--- START Records for processing ---

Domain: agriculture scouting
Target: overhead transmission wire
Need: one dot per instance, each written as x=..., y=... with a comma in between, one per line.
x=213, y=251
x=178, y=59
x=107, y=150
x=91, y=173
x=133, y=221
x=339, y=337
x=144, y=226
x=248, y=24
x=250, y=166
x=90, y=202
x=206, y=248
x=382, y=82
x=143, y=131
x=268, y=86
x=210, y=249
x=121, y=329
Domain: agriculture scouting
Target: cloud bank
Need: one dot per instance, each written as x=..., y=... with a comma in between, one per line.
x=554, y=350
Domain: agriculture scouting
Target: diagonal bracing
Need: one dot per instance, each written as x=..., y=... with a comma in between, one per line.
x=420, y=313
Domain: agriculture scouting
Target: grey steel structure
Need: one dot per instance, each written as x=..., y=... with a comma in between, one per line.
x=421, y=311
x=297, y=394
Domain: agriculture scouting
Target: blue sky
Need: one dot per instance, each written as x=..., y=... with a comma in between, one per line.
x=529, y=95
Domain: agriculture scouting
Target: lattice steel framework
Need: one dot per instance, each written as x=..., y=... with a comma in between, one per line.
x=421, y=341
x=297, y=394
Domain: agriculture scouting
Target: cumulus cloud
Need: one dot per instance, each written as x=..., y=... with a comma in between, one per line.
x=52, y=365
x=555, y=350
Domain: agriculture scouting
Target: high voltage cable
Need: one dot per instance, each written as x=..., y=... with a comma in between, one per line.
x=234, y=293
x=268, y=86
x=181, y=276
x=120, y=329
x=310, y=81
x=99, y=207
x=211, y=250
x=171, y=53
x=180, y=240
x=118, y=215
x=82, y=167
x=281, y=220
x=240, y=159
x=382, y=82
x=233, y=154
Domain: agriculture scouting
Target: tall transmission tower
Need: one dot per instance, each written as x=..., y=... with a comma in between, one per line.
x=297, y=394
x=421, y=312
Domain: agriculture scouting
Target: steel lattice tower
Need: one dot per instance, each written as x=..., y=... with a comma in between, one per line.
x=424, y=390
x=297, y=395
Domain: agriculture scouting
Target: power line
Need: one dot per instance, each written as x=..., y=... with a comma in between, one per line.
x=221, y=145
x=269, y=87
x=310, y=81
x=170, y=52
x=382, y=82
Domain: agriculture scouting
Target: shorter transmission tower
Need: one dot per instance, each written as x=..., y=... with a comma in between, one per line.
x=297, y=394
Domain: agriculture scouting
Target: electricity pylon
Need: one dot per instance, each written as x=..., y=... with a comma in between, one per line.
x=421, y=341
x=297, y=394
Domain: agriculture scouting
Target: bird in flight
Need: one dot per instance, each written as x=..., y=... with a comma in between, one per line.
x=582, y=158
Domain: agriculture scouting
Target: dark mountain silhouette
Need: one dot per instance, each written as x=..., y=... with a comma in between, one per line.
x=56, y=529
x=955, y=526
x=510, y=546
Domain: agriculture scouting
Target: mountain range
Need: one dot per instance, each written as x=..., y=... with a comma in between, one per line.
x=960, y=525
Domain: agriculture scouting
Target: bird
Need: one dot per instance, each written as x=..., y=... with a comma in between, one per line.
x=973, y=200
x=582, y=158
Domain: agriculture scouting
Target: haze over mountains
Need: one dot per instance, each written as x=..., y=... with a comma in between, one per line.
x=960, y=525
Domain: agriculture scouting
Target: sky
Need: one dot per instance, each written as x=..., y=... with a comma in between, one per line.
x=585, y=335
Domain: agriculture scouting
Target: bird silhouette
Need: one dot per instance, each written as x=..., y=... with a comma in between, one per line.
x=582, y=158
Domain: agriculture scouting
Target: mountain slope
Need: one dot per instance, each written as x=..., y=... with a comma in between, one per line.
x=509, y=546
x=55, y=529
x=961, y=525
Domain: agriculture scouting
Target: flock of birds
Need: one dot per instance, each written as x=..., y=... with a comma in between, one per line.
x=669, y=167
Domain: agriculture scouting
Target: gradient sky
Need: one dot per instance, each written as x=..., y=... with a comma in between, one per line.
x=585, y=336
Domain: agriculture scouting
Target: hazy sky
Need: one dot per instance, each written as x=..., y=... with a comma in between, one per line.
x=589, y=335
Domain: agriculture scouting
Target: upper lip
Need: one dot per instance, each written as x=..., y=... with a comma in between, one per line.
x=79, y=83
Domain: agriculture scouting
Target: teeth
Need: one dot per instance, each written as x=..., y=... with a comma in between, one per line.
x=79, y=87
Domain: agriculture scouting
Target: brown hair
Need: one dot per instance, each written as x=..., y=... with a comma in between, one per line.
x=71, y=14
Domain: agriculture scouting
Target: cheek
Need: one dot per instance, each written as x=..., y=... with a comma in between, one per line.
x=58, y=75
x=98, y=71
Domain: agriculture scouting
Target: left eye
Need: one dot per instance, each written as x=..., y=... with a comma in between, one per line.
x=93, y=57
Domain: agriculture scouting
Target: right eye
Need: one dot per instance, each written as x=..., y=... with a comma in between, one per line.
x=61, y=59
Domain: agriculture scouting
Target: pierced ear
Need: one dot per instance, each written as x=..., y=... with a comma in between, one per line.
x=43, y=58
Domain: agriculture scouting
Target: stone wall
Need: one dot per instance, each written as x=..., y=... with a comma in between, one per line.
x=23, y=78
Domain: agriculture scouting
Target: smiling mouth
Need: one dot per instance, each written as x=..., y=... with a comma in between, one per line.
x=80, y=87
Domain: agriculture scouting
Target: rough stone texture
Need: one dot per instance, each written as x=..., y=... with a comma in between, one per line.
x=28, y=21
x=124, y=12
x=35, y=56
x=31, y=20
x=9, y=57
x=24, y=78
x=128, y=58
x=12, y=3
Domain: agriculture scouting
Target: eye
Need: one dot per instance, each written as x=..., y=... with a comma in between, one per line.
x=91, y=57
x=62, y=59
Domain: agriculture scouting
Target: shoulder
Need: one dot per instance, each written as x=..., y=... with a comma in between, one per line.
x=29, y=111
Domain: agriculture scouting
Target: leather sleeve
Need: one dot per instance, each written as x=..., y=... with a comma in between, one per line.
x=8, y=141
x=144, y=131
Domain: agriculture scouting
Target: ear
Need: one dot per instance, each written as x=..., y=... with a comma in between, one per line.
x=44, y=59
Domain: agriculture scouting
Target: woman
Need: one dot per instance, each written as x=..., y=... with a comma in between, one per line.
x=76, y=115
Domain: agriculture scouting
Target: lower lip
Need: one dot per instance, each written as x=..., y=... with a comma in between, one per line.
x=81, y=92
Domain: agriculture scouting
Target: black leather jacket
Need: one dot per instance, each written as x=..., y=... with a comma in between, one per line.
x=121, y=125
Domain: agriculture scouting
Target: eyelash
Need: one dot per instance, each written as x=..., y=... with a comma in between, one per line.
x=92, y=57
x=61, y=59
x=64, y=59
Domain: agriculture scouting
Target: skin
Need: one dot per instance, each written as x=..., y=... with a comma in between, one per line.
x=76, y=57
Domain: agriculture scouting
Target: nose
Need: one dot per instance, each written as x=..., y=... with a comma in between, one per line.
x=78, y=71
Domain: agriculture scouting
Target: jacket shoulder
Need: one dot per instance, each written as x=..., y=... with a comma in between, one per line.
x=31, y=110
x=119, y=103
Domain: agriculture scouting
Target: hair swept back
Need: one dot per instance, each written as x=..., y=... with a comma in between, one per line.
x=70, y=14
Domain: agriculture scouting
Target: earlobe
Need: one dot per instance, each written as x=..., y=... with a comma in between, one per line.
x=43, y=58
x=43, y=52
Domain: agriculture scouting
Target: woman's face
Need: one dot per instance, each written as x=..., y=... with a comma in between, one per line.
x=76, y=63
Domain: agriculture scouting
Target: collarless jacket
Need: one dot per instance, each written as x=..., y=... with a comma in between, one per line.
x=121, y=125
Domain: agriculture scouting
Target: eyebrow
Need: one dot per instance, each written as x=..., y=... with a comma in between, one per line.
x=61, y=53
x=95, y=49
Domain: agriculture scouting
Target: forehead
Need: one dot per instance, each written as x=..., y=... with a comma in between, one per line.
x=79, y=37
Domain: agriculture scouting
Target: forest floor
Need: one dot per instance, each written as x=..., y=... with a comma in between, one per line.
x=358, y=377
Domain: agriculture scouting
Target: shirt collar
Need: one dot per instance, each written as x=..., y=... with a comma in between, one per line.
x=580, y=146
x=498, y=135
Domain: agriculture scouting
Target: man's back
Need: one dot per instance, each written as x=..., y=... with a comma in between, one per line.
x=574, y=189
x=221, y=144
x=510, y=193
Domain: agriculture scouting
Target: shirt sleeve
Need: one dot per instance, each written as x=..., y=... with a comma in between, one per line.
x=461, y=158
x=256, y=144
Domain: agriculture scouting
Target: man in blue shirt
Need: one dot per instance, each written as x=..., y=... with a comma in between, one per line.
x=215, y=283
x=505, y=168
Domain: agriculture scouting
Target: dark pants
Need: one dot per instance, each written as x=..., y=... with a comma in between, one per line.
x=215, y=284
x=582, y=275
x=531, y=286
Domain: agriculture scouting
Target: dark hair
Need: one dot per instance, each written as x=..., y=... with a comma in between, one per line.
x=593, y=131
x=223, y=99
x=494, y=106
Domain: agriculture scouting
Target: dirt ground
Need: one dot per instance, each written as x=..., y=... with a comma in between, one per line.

--- END Records for processing ---

* _Exercise_: Shift every coordinate in the answers by -99, then write out again the lines running from the start of the records up to and including the line with "x=121, y=329", requests included.

* _Solution below_:
Domain: agriculture scouting
Target: overhead transmission wire
Need: one dot per instance, each written as x=..., y=... with a comma in between, one per line.
x=114, y=152
x=79, y=-40
x=8, y=51
x=-8, y=74
x=34, y=122
x=240, y=238
x=45, y=127
x=149, y=-75
x=151, y=67
x=-9, y=103
x=107, y=149
x=283, y=-17
x=44, y=32
x=169, y=-13
x=111, y=150
x=22, y=230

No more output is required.